* [Task A]:
Answer these questions using the passage on breakers and streaming:
(i) What does the per-user/per-tool-type breaker do?
(ii) How should operators treat breaker trips?
(iii) What kind of ingestion pipeline does provider streaming use?
* [Task B]:
From the passage on breakers and streaming, extract the stretch from "Related docs: Tools, plugins, and" through "repeated DB failures).".
* [Task C]:
Write what comes next in the passage on breakers and streaming, picking up after its last sentence.

* [Text passage]:
Related docs: Tools, plugins, and integrations.

6.3 Breakers and degradation

The pipe maintains breaker windows for repeated failures:

  • per-user request breaker (temporary rejection with a user-facing message),
  • per-user/per-tool-type breaker (skips tools after repeated failures),
  • per-user DB breaker (temporarily suppresses persistence work after repeated DB failures).

Operator guidance:

  • Treat breaker trips as a symptom to investigate, not as a “normal steady state”.
  • Ensure your error templates and logs make it easy for users/operators to understand degraded behavior.

Related docs: Error Handling & User Experience, Concurrency Controls & Resilience.


7. Streaming posture

Provider streaming uses an SSE ingestion pipeline with worker fan-out and ordered emission to Open WebUI. Queue sizing valves exist for streaming chunks and parsed events.

* [Extracted material]:
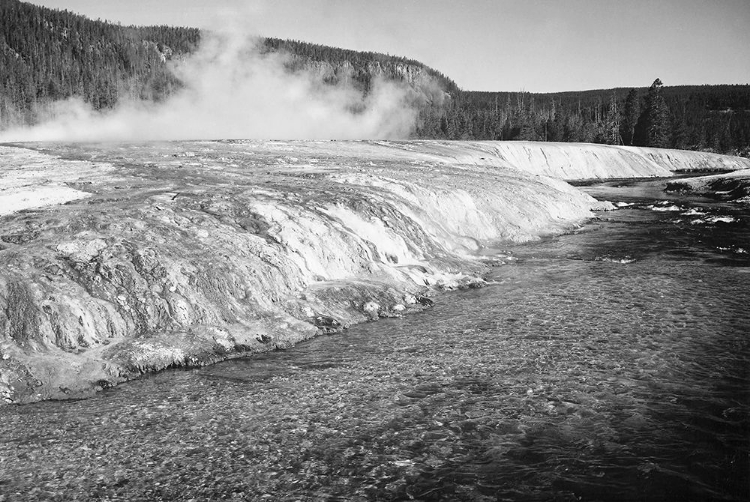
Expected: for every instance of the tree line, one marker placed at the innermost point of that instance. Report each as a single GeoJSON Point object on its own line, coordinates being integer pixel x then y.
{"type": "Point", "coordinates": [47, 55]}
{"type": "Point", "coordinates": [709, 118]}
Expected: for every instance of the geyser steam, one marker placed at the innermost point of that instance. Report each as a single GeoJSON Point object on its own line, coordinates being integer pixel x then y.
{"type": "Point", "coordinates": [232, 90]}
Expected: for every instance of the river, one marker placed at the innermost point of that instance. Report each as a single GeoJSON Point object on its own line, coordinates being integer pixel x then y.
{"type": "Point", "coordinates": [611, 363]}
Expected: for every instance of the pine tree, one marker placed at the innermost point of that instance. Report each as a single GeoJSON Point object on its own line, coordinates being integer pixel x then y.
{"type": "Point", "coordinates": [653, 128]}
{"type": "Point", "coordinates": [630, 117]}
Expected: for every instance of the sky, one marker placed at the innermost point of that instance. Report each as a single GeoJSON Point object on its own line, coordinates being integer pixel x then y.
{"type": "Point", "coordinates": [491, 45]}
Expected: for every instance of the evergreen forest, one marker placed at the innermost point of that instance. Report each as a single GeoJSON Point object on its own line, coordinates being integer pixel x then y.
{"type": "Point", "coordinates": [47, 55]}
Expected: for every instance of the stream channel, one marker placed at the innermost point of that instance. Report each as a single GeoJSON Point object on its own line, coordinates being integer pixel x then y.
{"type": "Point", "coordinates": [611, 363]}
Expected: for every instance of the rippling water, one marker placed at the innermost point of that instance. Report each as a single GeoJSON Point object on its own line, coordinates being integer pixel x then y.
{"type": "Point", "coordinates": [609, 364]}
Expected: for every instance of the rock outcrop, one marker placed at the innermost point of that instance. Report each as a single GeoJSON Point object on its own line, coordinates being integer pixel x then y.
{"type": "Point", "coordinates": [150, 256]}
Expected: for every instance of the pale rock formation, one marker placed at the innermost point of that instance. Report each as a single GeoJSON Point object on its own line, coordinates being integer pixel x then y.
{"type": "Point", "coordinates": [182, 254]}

...

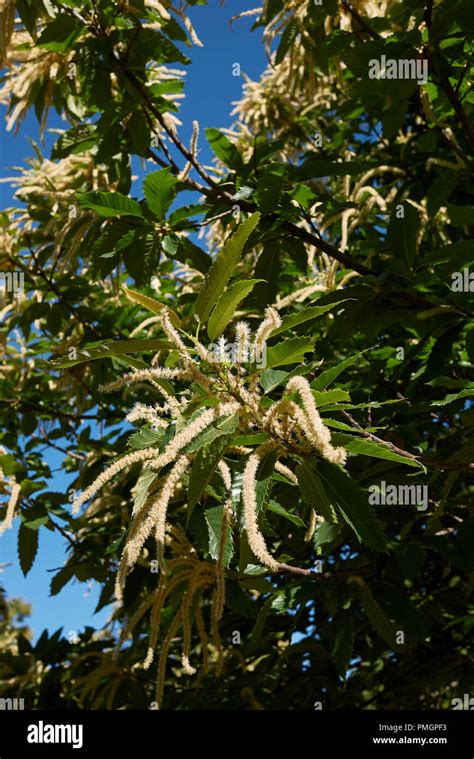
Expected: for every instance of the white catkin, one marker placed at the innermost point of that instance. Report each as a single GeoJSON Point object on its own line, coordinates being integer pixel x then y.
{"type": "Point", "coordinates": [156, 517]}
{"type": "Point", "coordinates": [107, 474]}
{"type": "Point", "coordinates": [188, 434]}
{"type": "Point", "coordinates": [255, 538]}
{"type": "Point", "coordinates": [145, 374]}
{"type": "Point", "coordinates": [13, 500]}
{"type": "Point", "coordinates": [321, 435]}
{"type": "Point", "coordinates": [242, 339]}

---

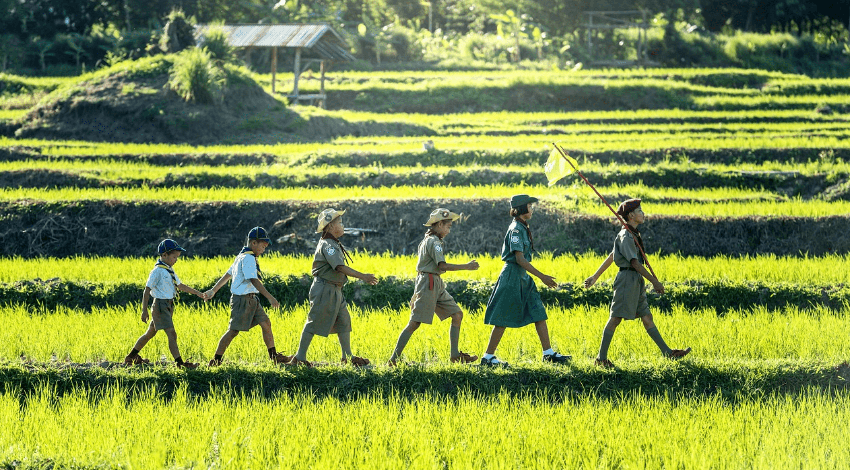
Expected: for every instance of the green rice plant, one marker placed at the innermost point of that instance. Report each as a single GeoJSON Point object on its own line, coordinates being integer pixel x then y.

* [Exercise answer A]:
(i) It skips tools after repeated failures.
(ii) As a symptom to investigate, not as a "normal steady state."
(iii) An SSE ingestion pipeline with worker fan-out and ordered emission to Open WebUI.

* [Exercise answer B]:
Related docs: Tools, plugins, and integrations.

6.3 Breakers and degradation

The pipe maintains breaker windows for repeated failures:

  • per-user request breaker (temporary rejection with a user-facing message),
  • per-user/per-tool-type breaker (skips tools after repeated failures),
  • per-user DB breaker (temporarily suppresses persistence work after repeated DB failures).

* [Exercise answer C]:
Operator guidance:

  • Default streaming queue sizes are unbounded; bounding them too aggressively can cause stalls under tool-heavy load.
  • If you change streaming queue valves, test under realistic concurrency before rollout.

Related docs: Streaming Pipeline & Emitters.


8. Telemetry posture (optional)

Optional operator-visible and downstream telemetry includes:

  • user-visible final usage banners (valve-gated),
  • optional Redis export of cost snapshots (valve-gated; see COSTS_REDIS_DUMP),
  • request identifier emission for attribution (valve-gated; see identifier valves).

Related docs: OpenRouter Integrations & Telemetry, Request identifiers and abuse attribution.


9. Session logs (optional incident response feature)

When enabled (SESSION_LOG_STORE_ENABLED=true) and configured (zip password set and pyzipper available), the pipe can write encrypted per-request log archives to disk via a bounded writer queue.

Operator guidance:

  • Treat session log archives as sensitive; restrict filesystem access and define retention policies.
  • Verify that zip passwords are managed and rotated intentionally.

Related docs: Encrypted session log storage (optional).


10. Pre-deploy checklist (unified)

Minimum functional:

  • Open WebUI meets required_open_webui_version (0.6.28+).
  • OPENROUTER_API_KEY (or valve API_KEY) is configured.
  • BASE_URL is correct for your environment (direct OpenRouter or gateway/proxy).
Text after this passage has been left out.